> [Aufgaben]:
A. Wiederhole aus dem Text über das Gespräch mit Dima wortgetreu alles von „Er nickte und“ bis hinunter zu „erhob keinen Einspruch.“.
B. Setze den Text über das Gespräch mit Dima im Anschluss an seinen letzten Satz fort.

> [Textauszug]:
- - - -
Jetzt ist nicht die richtige Zeit – oder vielleicht doch?
Freiheits-Variationen (1/2): Dieses ist der erste Teil mit Bezug auf einen zweiten Artikeln. Denken wir doch einmal konzentriert über Gottes Rettermacht nach. Nur: Was bedeutet eigentlich die Freiheit, nachdem wir errettet sind? Im Folgenden zwei ganz unterschiedliche Aspekte dieses „Freiheits-Themas“. Einer unserer Missionare gibt jemandem eine Lektion weiter; ein anderer empfängt eine Lektion für sich selbst.
„Hast du dich jemals gefragt, ob Gott vielleicht etwas anderes für dich auf Lager hat?“
Vor vielen Jahren begegnete ich einem jüdischen Gläubigen an Jeschua (Jesus), den ich hier Dima nennen möchte. Er wurde in Taschkent (der Hauptstadt Usbekistans) geboren, kam Anfang der 90-er Jahre zum Glauben und wanderte danach mit seiner Familie in die USA aus. Als ich ihm begegnete, war er Mitte zwanzig und hatte kurz zuvor ein Geschäft für Bürobedarf eröffnet. Als wir bei einer Tasse Kaffee miteinander plauderten, fragte ich: „Also, was meinst du – warum hat Gott dich erlöst?“
Ohne auch nur einen Augenblick zu zögern, antwortete er: „Weil er mich liebhat.“
„Das stimmt“, pflichtete ich ihm bei. „Aber aus welchem Grunde hat Gott dich denn zum Glauben geführt? Hast du dich das jemals gefragt?“
Dima überlegte, zuckte dann die Achseln und nahm einen Schluck Kaffee. Wir wechselten zu behaglicheren, alltäglichen Gesprächsthemen, und ich fragte ihn, ob sein Geschäft gut laufe.
Er nickte und gab mit aufrichtiger Bescheidenheit zu: „Man könnte wahrscheinlich sagen, dass ich für mein Alter ziemlich erfolgreich bin.“
„Und hast du dich jemals gefragt, ob Gott vielleicht etwas anderes für dich auf Lager hat?“
Offensichtlich hatte meine Frage einen wunden Punkt berührt. Er versteifte sich ein wenig und sprach in sehr gemessenem Ton: „Ich weiß, dass Gott mich in seinem Dienst haben möchte. Aber jetzt ist nicht die richtige Zeit.“
Dimas Worte kamen mir sehr vertraut vor. Also fragte ich ihn, ob ich ihm ein paar Bibelstellen aus Esra und Haggai zeigen dürfe; er erhob keinen Einspruch.
- - - -
> [Bereitgestellte Zeilen]:
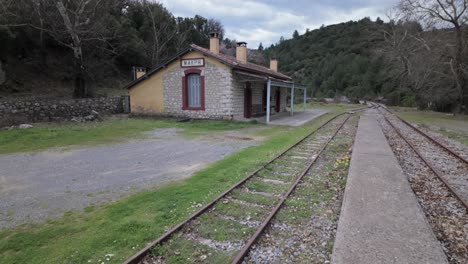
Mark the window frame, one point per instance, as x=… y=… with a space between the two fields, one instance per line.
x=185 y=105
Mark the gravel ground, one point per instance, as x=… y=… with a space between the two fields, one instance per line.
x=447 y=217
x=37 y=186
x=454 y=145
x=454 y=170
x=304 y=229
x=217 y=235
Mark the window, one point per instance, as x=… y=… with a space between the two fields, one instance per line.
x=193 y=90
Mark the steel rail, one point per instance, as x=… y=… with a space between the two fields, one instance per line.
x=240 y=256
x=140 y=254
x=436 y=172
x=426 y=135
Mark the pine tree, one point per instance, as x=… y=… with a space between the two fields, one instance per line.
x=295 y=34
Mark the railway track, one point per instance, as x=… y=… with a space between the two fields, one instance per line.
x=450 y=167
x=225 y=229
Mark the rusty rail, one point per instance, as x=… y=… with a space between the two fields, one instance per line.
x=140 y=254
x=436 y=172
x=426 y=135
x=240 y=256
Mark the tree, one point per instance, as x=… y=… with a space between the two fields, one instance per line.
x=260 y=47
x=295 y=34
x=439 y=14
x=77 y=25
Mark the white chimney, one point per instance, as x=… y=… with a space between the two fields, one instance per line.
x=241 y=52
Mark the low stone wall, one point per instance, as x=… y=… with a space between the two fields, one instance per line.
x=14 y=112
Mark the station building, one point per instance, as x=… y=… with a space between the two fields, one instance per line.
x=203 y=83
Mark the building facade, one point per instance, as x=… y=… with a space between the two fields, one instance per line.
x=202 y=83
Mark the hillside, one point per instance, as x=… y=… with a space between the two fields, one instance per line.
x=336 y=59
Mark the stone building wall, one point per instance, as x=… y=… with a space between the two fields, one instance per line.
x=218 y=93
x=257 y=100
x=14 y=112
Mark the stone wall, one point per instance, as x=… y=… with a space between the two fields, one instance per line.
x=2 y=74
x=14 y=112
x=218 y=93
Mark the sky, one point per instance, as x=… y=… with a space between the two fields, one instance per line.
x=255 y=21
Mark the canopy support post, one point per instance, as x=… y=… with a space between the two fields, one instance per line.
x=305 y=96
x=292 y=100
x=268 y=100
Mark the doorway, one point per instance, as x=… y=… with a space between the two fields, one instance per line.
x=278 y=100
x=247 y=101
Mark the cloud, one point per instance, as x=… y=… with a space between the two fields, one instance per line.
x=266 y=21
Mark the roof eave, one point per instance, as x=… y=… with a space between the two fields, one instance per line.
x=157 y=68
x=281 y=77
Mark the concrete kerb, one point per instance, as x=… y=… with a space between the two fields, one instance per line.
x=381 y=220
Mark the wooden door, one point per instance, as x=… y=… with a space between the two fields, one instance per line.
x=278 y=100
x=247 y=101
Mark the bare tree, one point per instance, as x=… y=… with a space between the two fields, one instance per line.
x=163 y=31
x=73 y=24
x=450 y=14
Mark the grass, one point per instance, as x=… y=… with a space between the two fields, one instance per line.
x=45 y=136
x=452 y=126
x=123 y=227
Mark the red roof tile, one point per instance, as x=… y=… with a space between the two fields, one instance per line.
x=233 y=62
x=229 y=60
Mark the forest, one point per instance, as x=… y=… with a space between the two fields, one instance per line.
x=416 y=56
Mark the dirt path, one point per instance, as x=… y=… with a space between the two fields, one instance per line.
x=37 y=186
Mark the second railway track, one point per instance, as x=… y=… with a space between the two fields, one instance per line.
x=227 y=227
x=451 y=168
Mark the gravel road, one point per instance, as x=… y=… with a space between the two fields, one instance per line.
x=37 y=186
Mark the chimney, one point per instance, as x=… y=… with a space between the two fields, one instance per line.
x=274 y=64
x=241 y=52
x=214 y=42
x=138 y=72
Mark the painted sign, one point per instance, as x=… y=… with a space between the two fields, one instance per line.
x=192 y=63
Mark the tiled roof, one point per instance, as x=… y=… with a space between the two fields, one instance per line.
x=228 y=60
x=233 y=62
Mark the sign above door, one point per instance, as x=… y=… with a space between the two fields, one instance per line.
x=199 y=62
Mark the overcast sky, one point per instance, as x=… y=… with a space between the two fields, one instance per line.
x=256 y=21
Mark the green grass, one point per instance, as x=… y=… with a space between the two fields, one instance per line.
- - - -
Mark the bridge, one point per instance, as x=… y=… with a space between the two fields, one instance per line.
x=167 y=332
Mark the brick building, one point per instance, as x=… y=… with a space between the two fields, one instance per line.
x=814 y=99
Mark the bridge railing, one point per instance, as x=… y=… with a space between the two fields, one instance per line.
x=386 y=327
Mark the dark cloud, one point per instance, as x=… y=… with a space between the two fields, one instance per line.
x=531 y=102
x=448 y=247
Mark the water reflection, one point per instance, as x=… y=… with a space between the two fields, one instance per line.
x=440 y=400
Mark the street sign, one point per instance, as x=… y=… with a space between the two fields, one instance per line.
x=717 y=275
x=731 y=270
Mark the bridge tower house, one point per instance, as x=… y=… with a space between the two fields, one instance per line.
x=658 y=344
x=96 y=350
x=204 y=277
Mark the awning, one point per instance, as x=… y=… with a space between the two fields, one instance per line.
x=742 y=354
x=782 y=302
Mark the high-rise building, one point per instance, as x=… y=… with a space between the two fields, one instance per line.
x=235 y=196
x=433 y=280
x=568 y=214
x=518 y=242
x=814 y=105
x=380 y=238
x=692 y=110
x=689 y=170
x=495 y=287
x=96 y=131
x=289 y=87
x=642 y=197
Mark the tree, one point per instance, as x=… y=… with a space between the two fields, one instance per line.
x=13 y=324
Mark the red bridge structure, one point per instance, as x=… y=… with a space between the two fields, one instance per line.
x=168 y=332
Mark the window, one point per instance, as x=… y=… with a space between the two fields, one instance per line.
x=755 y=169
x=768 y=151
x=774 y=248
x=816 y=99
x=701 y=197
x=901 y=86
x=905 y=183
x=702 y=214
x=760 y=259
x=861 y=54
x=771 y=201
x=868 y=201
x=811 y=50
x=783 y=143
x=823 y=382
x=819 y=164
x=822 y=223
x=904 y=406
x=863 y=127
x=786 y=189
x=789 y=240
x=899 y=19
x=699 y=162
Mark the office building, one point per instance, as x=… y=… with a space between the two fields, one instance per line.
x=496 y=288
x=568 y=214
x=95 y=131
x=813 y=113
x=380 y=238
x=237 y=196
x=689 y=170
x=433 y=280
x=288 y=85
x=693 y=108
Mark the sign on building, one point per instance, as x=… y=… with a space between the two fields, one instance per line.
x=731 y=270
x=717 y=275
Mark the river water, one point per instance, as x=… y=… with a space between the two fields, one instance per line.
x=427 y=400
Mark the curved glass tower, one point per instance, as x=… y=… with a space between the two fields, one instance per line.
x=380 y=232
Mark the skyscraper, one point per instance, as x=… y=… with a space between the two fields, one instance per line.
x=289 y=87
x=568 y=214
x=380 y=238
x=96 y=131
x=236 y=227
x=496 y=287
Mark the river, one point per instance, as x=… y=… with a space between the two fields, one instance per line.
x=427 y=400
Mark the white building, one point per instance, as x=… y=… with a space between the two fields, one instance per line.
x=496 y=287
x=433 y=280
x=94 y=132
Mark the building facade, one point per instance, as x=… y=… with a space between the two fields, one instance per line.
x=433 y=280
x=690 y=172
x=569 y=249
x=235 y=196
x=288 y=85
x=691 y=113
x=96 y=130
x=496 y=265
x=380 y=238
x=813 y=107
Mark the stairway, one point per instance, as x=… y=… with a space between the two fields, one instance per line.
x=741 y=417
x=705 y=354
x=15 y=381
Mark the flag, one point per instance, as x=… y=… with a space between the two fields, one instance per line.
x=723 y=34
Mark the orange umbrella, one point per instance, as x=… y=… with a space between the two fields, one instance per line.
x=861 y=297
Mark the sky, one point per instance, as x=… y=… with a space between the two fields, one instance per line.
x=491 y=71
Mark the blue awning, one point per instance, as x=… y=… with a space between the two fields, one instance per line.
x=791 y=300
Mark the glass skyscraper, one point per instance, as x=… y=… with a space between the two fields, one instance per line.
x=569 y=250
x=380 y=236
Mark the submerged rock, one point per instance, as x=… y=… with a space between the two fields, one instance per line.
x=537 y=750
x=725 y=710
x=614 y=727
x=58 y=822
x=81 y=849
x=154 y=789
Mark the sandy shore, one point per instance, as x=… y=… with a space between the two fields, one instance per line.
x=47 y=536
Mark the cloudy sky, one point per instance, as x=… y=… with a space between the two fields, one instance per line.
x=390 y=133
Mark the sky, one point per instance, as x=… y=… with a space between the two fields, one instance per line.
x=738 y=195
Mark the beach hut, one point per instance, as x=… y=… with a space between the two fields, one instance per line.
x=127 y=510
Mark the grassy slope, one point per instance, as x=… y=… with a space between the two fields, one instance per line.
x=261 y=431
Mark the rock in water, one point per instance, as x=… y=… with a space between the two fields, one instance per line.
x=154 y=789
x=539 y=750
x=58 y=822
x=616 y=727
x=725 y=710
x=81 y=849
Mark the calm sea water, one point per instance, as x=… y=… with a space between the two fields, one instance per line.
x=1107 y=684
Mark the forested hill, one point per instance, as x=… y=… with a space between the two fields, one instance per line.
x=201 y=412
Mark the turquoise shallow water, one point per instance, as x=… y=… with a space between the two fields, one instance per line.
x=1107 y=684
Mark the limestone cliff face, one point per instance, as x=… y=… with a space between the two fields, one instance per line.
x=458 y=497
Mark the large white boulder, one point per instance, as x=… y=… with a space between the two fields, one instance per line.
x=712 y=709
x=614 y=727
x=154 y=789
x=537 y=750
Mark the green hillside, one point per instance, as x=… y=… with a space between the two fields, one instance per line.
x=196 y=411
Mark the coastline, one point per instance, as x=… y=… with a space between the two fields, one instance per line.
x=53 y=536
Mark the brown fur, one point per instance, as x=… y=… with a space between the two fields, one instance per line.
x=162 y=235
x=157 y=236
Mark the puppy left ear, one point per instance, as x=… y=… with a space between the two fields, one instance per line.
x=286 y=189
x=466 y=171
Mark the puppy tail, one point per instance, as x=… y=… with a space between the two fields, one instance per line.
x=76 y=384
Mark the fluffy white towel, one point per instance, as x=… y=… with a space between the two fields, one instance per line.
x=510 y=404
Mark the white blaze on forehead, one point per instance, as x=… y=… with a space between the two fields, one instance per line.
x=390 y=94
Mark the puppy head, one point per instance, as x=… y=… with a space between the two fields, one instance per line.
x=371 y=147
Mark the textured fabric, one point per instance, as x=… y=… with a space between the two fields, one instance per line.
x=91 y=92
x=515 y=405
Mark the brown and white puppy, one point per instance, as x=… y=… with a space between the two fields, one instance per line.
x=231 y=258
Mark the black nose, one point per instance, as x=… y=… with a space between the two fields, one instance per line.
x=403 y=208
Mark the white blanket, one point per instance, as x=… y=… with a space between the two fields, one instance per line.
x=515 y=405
- - - -
> [Lösungen je Aufgabe]:
A.
Er nickte und gab mit aufrichtiger Bescheidenheit zu: „Man könnte wahrscheinlich sagen, dass ich für mein Alter ziemlich erfolgreich bin.“
„Und hast du dich jemals gefragt, ob Gott vielleicht etwas anderes für dich auf Lager hat?“
Offensichtlich hatte meine Frage einen wunden Punkt berührt. Er versteifte sich ein wenig und sprach in sehr gemessenem Ton: „Ich weiß, dass Gott mich in seinem Dienst haben möchte. Aber jetzt ist nicht die richtige Zeit.“
Dimas Worte kamen mir sehr vertraut vor. Also fragte ich ihn, ob ich ihm ein paar Bibelstellen aus Esra und Haggai zeigen dürfe; er erhob keinen Einspruch.

B.
Jetzt ist nicht die Zeit…
Es war ungefähr im Jahr 536 v. Chr. Kyrus der Große, König von Persien, hatte uns aus einer siebzigjährigen Gefangenschaft in Babylon entlassen – die Erfüllung höchst detaillierter Prophezeiungen wie etwa Jeremia 29,10. Als Kyrus uns gehen ließ, erteilte er uns die Erlaubnis zur Rückkehr in unser altes Heimatland, um dort eine ganz klar umrissene Aufgabe zu erfüllen:
„So spricht Kyrus, der König von Persien: … Wer irgend unter euch zu seinem Volk gehört, mit dem sei sein Gott, und er ziehe hinauf nach Jerusalem, das in Juda ist, und baue das Haus des HERRN, des Gottes Israels.“ (Esra 1,2.3)
Fünfzigtausend Mann von uns kehrten nach Jerusalem zurück und fingen an, das Haus des Herrn zu bauen. Aber dann erhob sich Widerstand. Wir stellten die Arbeit ein und verwendeten unsere Zeit stattdessen dafür, unsere eigenen Häuser aufzubauen. Wir argumentierten, es sei noch nicht die Zeit, das Haus des Herrn wieder aufzubauen.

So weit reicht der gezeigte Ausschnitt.